大きな映画館では昨日までの放映だったようなので頑張って早起きをして出社し世間一般の定時で退社、そのまま映画館に行ってきました。
しかし相変わらず邦画の予告はクソですね。この件については以前もボコスカに自分の思いを書き殴ったので割愛します。

高校生の頃友達に、いつまで経っても文学フリマの原稿を仕上げない、しかも音信不通になってしまった友達に(これは多分僕が結構きつい書き方をしたメッセージを送りつけたからかもしれないけど、いずれにせよ口だけのやつはダメだ)、町田康という人がNHKで自分の小説の朗読をやっていて面白かったよという話をされたのがきっかけで以後町田町蔵町田康作品にこの歳になるまで没頭夢中になっているんですが中でもこの「パンク侍、斬られて候」には当時痛く感動した覚えがありました。

これは絶対映画でやったら面白いだろうなーと調べてみたけど舞台しかやっておらずその舞台もずいぶん前に終了している。いつか映画化されないかなーと思っていたらついに映画化、見ないでか!というわけで心待ちにしていたのだけど妙に豪華なキャストに加え脚本にクドカン…クドカンかよ…僕は最近のクドカンに対して全くいい印象を持っていないので肩透かしを食らった気分でした。しかもプロモーションでカフェーをやったり、これは多分dTVが出資してるせいかなーと思うけど。思っていたのと違う。全然エンタメじゃん。

町田康の小説は過去に「けものがれ、俺らの猿と」が映画化されています。鳥肌実の怪演や劇中で使われている音楽が話題になりました。その頃はまだ5歳とかだったので知りませんけど。あとで当時の雑誌を見つけて読んだらそんなことが書いてあったような気がします。まあこっちは短編ということもあるのか場面の映像描写がかっこよくて良かったです。"良かった"という言葉に集約されています。とにかくかっこよく、で不条理で。

もう一本「人間の屑」という小説も映画化されているのですが、こちらは現在VHSしか存在しない。しかもどこも品切れ。行くとこ行ったらあるのかもしれないけどネットでは見たことありません。これもどうしても見たい。元が好きな作品なので。

というのは他作品の話なんですけど、この二本のようにアングラサブカルな雰囲気でやるには確かにパンク侍はスケールが違いすぎる。 こうなるのも畢竟だったのかもしれない。
それでパンク侍、問題の内容ですが、これが良かった。期待していなかったから余計に良かったと感じたのかもしれません。レビューサイトを読むと「クドカンファンが騒いでるだけ」とか「前半は笑えたけど後半がよくわからなかった」とか「意味不明」とかそういうレビューが目についてそれ以外は読んでいないのですが、クドカン要素は僕にはわからん、前半はむしろ茶番で後半にかけて盛り上がるあの虚無、虚構、素晴らしかったのではないか、いや原作がまずめっちゃいいんですけど。まあよくあの長ったらしくて一部説教くさい小説をスピーディではあったけどまとめあげたなあと思いました。むしろエンタメ路線で行ったのが功を奏したのではないでしょうか。

(ポインティング用データセットの項目)

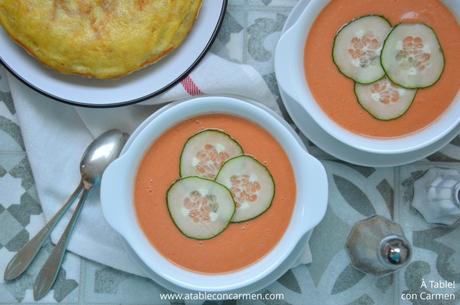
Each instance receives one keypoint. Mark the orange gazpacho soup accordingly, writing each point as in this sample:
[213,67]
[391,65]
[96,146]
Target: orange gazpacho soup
[336,94]
[240,244]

依頼内容 A » 感想文の「しかし相変わらず邦画の予告は」から「かくかっこよく、で不条理で。」までを、一字一句違えずに書き写してください。
依頼内容 B »
感想文をもとに、次の問いに答えよ。
(i) 大きな映画館での放映はいつまでだったようか。
(ii) 「けものがれ、俺らの猿と」の映画化で話題になったのは何か。
(iii) 「人間の屑」の映画は現在どの形でしか存在しないか。
感想文に書かれていることだけを根拠にすること。

正解 A »
しかし相変わらず邦画の予告はクソですね。この件については以前もボコスカに自分の思いを書き殴ったので割愛します。

高校生の頃友達に、いつまで経っても文学フリマの原稿を仕上げない、しかも音信不通になってしまった友達に(これは多分僕が結構きつい書き方をしたメッセージを送りつけたからかもしれないけど、いずれにせよ口だけのやつはダメだ)、町田康という人がNHKで自分の小説の朗読をやっていて面白かったよという話をされたのがきっかけで以後町田町蔵町田康作品にこの歳になるまで没頭夢中になっているんですが中でもこの「パンク侍、斬られて候」には当時痛く感動した覚えがありました。

これは絶対映画でやったら面白いだろうなーと調べてみたけど舞台しかやっておらずその舞台もずいぶん前に終了している。いつか映画化されないかなーと思っていたらついに映画化、見ないでか!というわけで心待ちにしていたのだけど妙に豪華なキャストに加え脚本にクドカン…クドカンかよ…僕は最近のクドカンに対して全くいい印象を持っていないので肩透かしを食らった気分でした。しかもプロモーションでカフェーをやったり、これは多分dTVが出資してるせいかなーと思うけど。思っていたのと違う。全然エンタメじゃん。

町田康の小説は過去に「けものがれ、俺らの猿と」が映画化されています。鳥肌実の怪演や劇中で使われている音楽が話題になりました。その頃はまだ5歳とかだったので知りませんけど。あとで当時の雑誌を見つけて読んだらそんなことが書いてあったような気がします。まあこっちは短編ということもあるのか場面の映像描写がかっこよくて良かったです。"良かった"という言葉に集約されています。とにかくかっこよく、で不条理で。

正解 B »
(i) 昨日まで
(ii) 鳥肌実の怪演と劇中で使われている音楽
(iii) VHS